- [AIM OF THE EXERCISE]:
Please report each line in the rows below that contains the word "chrome", copying every such line in full. Matches must agree in case.

- [WORKING DATA]:
════

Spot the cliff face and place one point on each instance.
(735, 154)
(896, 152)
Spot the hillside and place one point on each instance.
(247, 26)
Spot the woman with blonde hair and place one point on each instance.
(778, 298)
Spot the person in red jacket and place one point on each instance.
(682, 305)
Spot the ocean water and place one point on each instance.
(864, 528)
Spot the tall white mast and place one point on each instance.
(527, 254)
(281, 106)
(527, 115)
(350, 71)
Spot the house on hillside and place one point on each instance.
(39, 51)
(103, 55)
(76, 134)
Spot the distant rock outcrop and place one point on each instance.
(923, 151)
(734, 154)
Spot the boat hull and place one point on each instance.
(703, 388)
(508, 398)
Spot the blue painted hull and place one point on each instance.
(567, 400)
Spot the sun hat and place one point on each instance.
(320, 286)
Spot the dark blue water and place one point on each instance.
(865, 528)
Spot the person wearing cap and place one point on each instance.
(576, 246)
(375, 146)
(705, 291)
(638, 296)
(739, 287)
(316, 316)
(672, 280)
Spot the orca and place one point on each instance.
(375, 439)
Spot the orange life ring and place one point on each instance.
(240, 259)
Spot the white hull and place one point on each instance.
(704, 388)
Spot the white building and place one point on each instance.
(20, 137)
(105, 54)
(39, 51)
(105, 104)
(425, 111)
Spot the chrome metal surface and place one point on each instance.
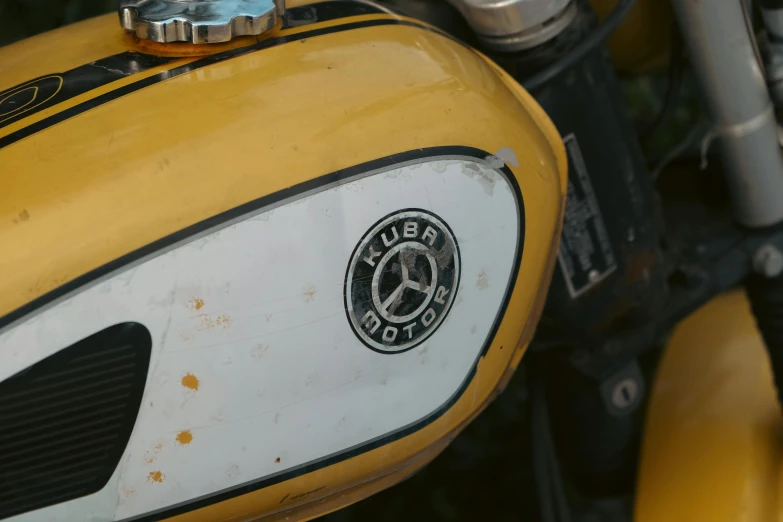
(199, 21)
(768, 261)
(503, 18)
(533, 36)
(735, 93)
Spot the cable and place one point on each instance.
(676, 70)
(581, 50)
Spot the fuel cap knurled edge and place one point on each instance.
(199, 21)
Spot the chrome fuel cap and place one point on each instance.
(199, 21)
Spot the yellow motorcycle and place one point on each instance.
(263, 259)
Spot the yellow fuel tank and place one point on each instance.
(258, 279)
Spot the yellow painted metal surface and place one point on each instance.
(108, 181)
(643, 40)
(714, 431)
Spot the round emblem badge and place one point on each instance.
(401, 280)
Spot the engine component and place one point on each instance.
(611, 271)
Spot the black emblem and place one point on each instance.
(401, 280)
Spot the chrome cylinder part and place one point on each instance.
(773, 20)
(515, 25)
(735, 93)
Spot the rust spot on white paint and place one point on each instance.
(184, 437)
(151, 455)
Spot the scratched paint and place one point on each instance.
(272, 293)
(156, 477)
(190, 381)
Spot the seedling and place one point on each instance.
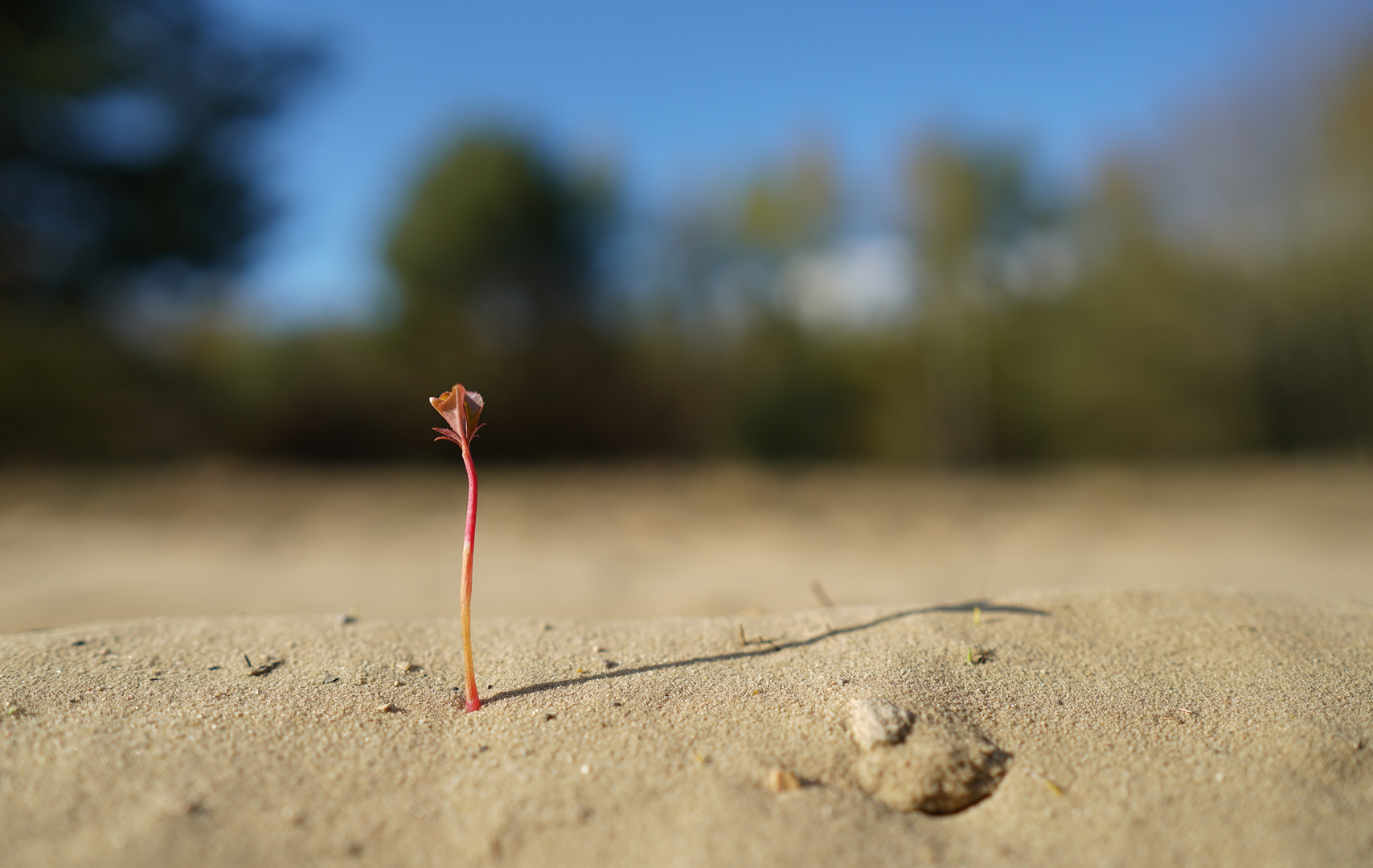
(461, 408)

════

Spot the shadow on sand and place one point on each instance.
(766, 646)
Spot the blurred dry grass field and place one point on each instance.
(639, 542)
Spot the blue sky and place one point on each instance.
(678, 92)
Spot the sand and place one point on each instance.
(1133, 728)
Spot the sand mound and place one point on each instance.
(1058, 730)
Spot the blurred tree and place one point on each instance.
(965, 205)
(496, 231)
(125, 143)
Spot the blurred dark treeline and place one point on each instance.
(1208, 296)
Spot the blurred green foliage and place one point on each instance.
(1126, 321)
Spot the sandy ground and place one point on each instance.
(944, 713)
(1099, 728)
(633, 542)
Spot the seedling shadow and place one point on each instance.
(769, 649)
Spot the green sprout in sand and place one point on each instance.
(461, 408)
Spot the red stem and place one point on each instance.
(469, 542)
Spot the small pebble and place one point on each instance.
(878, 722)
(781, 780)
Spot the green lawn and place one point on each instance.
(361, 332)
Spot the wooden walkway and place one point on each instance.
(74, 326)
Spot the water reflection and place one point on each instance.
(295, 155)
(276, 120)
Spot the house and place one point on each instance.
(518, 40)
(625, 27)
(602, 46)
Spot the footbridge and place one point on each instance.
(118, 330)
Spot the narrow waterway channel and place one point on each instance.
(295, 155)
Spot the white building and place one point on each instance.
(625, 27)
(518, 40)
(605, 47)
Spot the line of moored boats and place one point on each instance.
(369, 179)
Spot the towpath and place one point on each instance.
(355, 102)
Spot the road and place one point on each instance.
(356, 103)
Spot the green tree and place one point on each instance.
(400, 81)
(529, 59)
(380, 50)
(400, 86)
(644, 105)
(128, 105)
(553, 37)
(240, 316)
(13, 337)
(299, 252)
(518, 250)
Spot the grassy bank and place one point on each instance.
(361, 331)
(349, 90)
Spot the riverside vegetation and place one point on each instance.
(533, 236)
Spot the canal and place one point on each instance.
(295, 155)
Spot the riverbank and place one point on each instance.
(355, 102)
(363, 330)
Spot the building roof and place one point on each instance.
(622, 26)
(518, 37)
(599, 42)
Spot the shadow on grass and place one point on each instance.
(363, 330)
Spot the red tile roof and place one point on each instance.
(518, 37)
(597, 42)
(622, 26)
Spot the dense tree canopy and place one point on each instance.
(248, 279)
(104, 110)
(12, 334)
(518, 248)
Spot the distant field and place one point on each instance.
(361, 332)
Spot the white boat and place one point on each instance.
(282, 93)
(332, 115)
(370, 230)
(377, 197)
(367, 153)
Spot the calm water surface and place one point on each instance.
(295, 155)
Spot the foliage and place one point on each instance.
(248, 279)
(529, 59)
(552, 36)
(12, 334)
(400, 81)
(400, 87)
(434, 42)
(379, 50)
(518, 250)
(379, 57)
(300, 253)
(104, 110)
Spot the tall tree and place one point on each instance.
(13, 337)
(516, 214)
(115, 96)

════

- [TASK SOLUTION]:
Spot the chrome metal surface and place one point on each instance.
Spot the chrome fuel cap and place one point on each instance.
Spot the chrome cylinder part and place one point on each instance.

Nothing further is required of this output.